• REQUIRED ACTION
Nothing in the data below may be left out; return all of it exactly.

*** RECORDS FOR THE TASK Section Begins ***

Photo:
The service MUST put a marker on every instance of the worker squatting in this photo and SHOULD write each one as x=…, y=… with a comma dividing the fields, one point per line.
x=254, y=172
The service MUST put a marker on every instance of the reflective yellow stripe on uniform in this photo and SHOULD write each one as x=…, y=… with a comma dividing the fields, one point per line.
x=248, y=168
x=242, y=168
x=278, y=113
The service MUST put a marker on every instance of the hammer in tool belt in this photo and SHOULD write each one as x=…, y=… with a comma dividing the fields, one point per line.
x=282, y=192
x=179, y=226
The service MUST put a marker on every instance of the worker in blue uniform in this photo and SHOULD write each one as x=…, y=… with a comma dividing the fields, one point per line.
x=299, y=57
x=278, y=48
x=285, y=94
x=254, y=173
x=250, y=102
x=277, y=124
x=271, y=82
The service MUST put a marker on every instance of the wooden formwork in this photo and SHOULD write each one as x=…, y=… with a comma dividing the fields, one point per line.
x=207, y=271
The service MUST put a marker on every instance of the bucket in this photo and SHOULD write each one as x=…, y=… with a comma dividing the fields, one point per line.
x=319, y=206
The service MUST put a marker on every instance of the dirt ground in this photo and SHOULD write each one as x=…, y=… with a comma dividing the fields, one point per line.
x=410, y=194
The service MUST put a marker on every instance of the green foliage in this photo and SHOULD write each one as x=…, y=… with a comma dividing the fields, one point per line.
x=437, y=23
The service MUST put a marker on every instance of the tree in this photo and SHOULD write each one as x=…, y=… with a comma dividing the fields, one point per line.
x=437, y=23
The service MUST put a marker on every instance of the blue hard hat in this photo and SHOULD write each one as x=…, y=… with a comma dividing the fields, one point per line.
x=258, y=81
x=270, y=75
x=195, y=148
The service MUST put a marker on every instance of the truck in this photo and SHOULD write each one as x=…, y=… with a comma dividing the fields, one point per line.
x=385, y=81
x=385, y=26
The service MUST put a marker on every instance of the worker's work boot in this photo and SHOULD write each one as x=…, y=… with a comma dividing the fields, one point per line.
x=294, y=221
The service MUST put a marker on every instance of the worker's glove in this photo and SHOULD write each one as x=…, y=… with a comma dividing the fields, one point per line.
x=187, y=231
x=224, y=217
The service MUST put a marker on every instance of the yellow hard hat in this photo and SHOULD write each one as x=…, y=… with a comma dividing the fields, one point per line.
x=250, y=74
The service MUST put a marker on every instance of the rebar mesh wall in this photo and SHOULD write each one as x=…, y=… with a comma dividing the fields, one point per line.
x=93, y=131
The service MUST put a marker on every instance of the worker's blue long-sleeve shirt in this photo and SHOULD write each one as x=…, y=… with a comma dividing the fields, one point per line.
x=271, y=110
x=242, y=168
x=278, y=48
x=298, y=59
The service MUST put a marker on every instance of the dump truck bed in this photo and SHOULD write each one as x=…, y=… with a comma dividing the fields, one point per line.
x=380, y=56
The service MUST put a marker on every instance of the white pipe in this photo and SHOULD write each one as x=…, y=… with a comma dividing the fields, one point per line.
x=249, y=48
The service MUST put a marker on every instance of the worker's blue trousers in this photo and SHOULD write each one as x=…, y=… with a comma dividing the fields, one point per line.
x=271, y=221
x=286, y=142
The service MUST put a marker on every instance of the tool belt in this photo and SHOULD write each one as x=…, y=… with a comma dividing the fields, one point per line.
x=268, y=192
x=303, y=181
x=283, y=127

*** RECORDS FOR THE TASK Section Ends ***

• RESPONSE TO THIS EXERCISE
Photo:
The service MUST put a marker on every instance of the worker squatting in this photo and SHOULD write each one as x=…, y=… with a comma dividing the fields, one point per line.
x=254, y=172
The service MUST put a marker on every instance of the reflective yellow stripe on uniform in this photo and SHOULD write each one as x=…, y=… with a comma dividing the fields, one point per line.
x=248, y=168
x=242, y=168
x=278, y=113
The service MUST put a marker on every instance of the hammer in tool belt in this photo and SHOULD write each one as x=…, y=… with a comma dividing the fields, one point per line.
x=282, y=192
x=179, y=226
The service MUST put a marker on every instance of the worker in blue uniform in this photo and SHOULD write each one as x=…, y=… with a comma dividing the fields, one point per line.
x=299, y=57
x=278, y=48
x=285, y=94
x=254, y=173
x=250, y=102
x=277, y=124
x=271, y=82
The service MUST put a marker on every instance of the wooden formwork in this photo and SHOULD write each one as x=…, y=… with a comma dividing the fields, one point per line.
x=207, y=271
The service MUST put a marker on every instance of the bucket in this photo and SHOULD write each one as x=…, y=… with a comma dividing the fields, one point per line.
x=319, y=206
The service MUST put a marker on every instance of the dirt ground in this photo and SHOULD write each one as x=…, y=… with a comma dividing the fields, one point per line.
x=410, y=194
The service MUST put a marker on every instance of the green foliage in this photo and SHOULD write each one as x=…, y=… with a comma dividing the fields, one point per line.
x=437, y=23
The service MUST put a marker on every instance of the tree in this photo and SHOULD write each one as x=…, y=… with a comma dividing the fields, one point per line.
x=437, y=23
The service MUST put a marker on every instance of the blue hard hat in this photo and SHOULD write each one as x=…, y=… with a comma dividing the fields, one point per line.
x=258, y=81
x=270, y=75
x=195, y=148
The service MUST put a marker on every instance of the truck in this photo and SHOULD write each one as x=…, y=… with a comma dividing the fields, one point per line.
x=385, y=81
x=385, y=26
The service MUST put a marker on every instance of the worker's work boot in this photo and SHOULD write each one as x=…, y=… with a comma dividing the fields, one point per line.
x=294, y=221
The service MUST put a marker on every instance of the worker's glove in this photo and SHOULD write each one as x=…, y=… with a comma dividing the fields, one point per line.
x=187, y=231
x=224, y=217
The service MUST put a marker on every instance of the yellow hard hat in this photo and SHOULD write each one as x=…, y=… with a comma dividing the fields, one point per line.
x=250, y=74
The service MUST put a marker on every instance of the rebar mesh wall in this photo and SHOULD write each one as x=…, y=… with a comma dividing the fields, one point per line.
x=93, y=131
The service MUST put a marker on every instance of the worker's blue long-sleeve shirt in this photo and SHOULD write each one as x=…, y=… with a comma dividing the fields, one point per line.
x=271, y=110
x=242, y=168
x=278, y=48
x=298, y=59
The service MUST put a marker on every instance of the dump truck bed in this photo and SHOULD write each one as x=…, y=… with a comma dividing the fields, one point per line.
x=380, y=56
The service MUST put a marker on every instance of the white pipe in this photo and SHOULD write each one as x=…, y=… with a comma dividing the fields, one point per line.
x=249, y=48
The service MUST put a marker on every instance of the worker's blue trousers in this photo and SHOULD write each one as x=…, y=… with a comma dividing the fields, one point per line.
x=271, y=221
x=286, y=142
The service MUST put a marker on every instance of the tool belt in this photo and SHOULD write each one as x=…, y=… with a comma dividing the fields, one point per line.
x=268, y=192
x=303, y=181
x=283, y=127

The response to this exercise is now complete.